What to produce ->
Edit the records below so that "Drop a dot" becomes "Place a point" wherever it occurs, leaving everything else unchanged. Don't include the pictures in your answer.
-- START OF The data --
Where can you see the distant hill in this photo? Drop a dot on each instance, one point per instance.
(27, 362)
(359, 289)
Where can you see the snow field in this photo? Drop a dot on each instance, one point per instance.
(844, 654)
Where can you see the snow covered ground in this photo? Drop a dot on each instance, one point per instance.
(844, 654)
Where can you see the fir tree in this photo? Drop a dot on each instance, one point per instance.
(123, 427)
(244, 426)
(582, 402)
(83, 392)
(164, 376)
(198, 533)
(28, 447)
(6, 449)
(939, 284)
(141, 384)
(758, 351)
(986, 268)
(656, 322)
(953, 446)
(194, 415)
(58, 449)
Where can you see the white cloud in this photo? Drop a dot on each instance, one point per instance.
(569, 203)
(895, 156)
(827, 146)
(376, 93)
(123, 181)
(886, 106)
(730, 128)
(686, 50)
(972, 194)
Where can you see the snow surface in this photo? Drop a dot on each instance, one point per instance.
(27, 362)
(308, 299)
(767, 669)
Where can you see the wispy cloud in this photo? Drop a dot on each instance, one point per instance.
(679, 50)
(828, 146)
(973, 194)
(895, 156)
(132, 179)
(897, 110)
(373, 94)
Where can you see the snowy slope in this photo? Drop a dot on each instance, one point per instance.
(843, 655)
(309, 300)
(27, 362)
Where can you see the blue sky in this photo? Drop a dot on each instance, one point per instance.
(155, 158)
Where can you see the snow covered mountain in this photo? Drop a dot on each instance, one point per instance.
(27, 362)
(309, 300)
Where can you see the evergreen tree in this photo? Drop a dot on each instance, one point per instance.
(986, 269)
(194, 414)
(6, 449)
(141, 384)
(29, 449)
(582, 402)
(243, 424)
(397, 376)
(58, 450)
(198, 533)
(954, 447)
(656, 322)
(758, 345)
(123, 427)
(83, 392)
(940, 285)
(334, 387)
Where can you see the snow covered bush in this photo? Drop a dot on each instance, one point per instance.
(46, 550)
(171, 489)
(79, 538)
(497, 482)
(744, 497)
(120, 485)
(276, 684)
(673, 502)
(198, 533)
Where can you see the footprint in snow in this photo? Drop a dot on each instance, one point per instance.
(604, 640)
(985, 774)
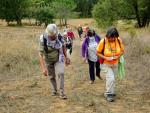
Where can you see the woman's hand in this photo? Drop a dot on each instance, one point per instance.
(67, 61)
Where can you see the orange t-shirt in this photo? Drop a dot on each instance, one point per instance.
(111, 49)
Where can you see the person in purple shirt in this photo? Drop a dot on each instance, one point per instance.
(89, 46)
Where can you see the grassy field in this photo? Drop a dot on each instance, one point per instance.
(23, 88)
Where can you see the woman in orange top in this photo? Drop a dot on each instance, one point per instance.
(109, 50)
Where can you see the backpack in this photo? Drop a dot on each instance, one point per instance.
(51, 54)
(102, 60)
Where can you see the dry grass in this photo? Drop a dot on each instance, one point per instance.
(23, 89)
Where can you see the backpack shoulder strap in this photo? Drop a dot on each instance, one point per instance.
(119, 42)
(103, 47)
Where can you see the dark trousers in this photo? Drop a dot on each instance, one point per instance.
(92, 66)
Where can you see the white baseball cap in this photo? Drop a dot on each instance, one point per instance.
(51, 29)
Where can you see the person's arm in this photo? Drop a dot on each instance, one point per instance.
(42, 64)
(41, 56)
(67, 60)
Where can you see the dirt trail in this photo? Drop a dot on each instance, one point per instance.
(31, 94)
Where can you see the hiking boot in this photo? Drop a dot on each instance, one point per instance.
(110, 97)
(99, 77)
(91, 82)
(63, 96)
(54, 94)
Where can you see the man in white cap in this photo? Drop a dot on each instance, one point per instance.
(53, 55)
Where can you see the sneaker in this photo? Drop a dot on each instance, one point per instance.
(110, 98)
(63, 96)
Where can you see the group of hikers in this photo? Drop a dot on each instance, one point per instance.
(103, 54)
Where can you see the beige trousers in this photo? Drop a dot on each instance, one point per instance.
(56, 74)
(109, 71)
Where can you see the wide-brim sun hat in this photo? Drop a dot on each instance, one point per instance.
(51, 29)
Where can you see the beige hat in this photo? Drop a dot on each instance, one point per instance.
(51, 29)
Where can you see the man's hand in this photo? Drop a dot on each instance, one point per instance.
(109, 58)
(45, 72)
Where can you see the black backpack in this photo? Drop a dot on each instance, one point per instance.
(45, 42)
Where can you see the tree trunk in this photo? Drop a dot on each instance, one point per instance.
-- END OF The data --
Task solution ->
Where can you see the distant hill in this photo? Place a point on each instance, one point per instance.
(27, 362)
(359, 289)
Where can you see the snow field in this photo? Place a point on each instance, one point per instance.
(844, 654)
Where can you see the snow covered ground in this photo? Place a point on each instance, one point per instance.
(844, 654)
Where can you see the fir tree in this photo? Place a point on each instance, one point per instance.
(123, 427)
(244, 426)
(582, 402)
(83, 392)
(164, 376)
(198, 533)
(28, 447)
(6, 449)
(939, 284)
(141, 384)
(758, 351)
(986, 268)
(656, 322)
(953, 446)
(194, 415)
(58, 449)
Where can you see the white cloud in this photo? Place a point on each instance, one point per instance.
(569, 203)
(895, 156)
(827, 146)
(376, 93)
(123, 181)
(886, 106)
(730, 128)
(686, 50)
(972, 194)
Where can you see the snow surface in this photo? Place a point on each instance, one point per instance.
(27, 362)
(308, 299)
(767, 669)
Where can you see the wispy cloud in this photo? Place a point on each instance, one point per instance.
(679, 50)
(828, 146)
(973, 194)
(895, 156)
(132, 179)
(897, 110)
(373, 94)
Where can you see the snowy slope in this photo? Place a point on each instance, one point per instance.
(843, 655)
(309, 300)
(27, 362)
Where can you see the blue sky in this photo? Place a point on each instance, one point per instance.
(155, 158)
Where can you see the snow covered mountain in this photo? Place a point on each instance, one point per instance.
(27, 362)
(309, 300)
Where can you see the evergreen tree in this photo? Place a point on each instance, one point per instance.
(986, 269)
(194, 414)
(6, 449)
(141, 384)
(29, 449)
(582, 402)
(243, 424)
(397, 376)
(58, 450)
(198, 533)
(954, 447)
(656, 322)
(758, 345)
(123, 427)
(83, 392)
(940, 285)
(334, 387)
Where can you see the snow covered bush in this photo? Place a point on each instance, one point per instance.
(46, 550)
(171, 489)
(79, 538)
(497, 482)
(744, 497)
(120, 485)
(276, 684)
(673, 502)
(198, 533)
Where can you see the footprint in snow in this photo? Place a point on each instance, one point per instance.
(604, 640)
(985, 774)
Where can you see the woman's hand in this photo? Place a point on each instance, one point per instance.
(67, 61)
Where can you see the orange t-shirt in this photo? Place a point on each instance, one point per instance.
(111, 49)
Where can you see the person in purple shirt in this photo? Place a point on each instance, one point per instance.
(89, 46)
Where can you see the grassy field in this photo? Place a point on each instance, one point per instance.
(23, 88)
Where can you see the woman in orange top in this photo? Place a point on each instance, one point per instance.
(109, 50)
Where can you see the backpack in this photo? Place a point on each instance, one point per instance.
(51, 54)
(102, 60)
Where can you see the dry grass in this photo? Place a point on each instance, one point per instance.
(23, 89)
Where can you see the backpack shoulder strap in this photo? Place a point on each instance, one point per instance.
(119, 42)
(103, 47)
Where can you see the dark trousers in this photo? Place a point on each instance, one point per instance.
(92, 66)
Where can you see the white baseball cap in this photo? Place a point on each instance, one point per instance.
(51, 29)
Where can you see the person's arm in this photo? Place a point on each instance, one point per instance.
(42, 64)
(41, 56)
(67, 60)
Where can you see the dirt trail in this photo? Place a point on each instance, one point per instance.
(31, 94)
Where can you see the hiking boot in this photo? Place a point on each instance, one point per instance.
(110, 97)
(99, 77)
(91, 82)
(63, 96)
(54, 94)
Where can you see the man in white cap in this photo? Place a point on each instance, one point per instance.
(53, 55)
Where can you see the sneaker in this photo? Place a point on each instance, one point per instance.
(110, 98)
(63, 96)
Where can you see the group of hikers in this photo? Place a point on each instance, one point per instance.
(103, 54)
Where can you see the beige trousers in this photo? Place a point on each instance, one point per instance.
(56, 74)
(109, 71)
Where can you see the wide-brim sun hat in this photo? Place a point on each instance, one point per instance.
(51, 29)
Where can you see the beige hat in this photo? Place a point on each instance, one point per instance.
(51, 29)
Where can you see the man's hand in this photo? Place a point on each instance, one point per instance.
(109, 58)
(45, 72)
Where can you see the black backpack in this photo? Place a point on each instance, one point per instance.
(45, 42)
Where can you see the tree trunk in this photo? Place a point on each instance, one point per instance.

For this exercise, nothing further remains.